▶ _About this task_: Which lines in the records below contain the word "placemat"? Copy each one out.

[Referring expression data]
* * * * * * *
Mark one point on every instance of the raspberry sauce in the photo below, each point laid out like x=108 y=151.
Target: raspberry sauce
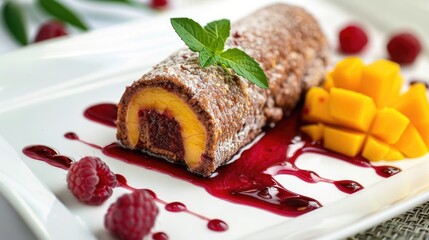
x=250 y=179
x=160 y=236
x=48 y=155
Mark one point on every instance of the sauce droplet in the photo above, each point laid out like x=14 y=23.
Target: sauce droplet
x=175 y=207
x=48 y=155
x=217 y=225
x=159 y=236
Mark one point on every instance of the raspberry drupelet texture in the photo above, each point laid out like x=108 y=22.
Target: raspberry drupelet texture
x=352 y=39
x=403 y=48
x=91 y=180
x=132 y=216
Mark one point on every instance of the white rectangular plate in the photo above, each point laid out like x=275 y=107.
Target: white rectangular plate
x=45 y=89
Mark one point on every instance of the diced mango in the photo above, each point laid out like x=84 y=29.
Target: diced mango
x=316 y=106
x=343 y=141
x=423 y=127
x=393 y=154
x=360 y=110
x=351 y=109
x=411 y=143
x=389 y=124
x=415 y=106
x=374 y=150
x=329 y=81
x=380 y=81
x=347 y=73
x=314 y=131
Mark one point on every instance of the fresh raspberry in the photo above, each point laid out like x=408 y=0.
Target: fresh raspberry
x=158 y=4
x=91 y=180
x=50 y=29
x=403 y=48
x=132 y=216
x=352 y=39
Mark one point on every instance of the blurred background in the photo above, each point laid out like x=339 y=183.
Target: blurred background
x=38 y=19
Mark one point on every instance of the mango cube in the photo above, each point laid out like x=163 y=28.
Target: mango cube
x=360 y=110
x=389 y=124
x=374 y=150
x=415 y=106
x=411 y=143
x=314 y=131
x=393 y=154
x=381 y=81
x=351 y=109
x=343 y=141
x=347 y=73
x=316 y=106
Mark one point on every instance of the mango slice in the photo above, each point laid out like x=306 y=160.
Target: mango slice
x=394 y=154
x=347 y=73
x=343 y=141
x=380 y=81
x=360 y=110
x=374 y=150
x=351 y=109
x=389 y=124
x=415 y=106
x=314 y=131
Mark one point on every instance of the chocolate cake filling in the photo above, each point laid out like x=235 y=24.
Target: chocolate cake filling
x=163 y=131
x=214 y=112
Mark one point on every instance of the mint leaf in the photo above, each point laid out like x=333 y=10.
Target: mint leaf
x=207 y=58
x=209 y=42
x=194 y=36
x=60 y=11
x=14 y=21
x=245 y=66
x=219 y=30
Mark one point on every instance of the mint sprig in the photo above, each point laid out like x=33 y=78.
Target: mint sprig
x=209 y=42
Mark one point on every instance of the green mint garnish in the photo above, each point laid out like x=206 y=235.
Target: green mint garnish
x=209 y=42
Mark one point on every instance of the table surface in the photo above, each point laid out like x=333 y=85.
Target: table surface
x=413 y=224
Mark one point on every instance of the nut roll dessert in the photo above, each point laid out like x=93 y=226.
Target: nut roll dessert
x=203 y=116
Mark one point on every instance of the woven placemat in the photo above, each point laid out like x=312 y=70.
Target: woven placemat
* * * * * * *
▶ _Task solution_:
Mark one point on every instance of the woven placemat in the photo above, each point laid out like x=312 y=70.
Target: woven placemat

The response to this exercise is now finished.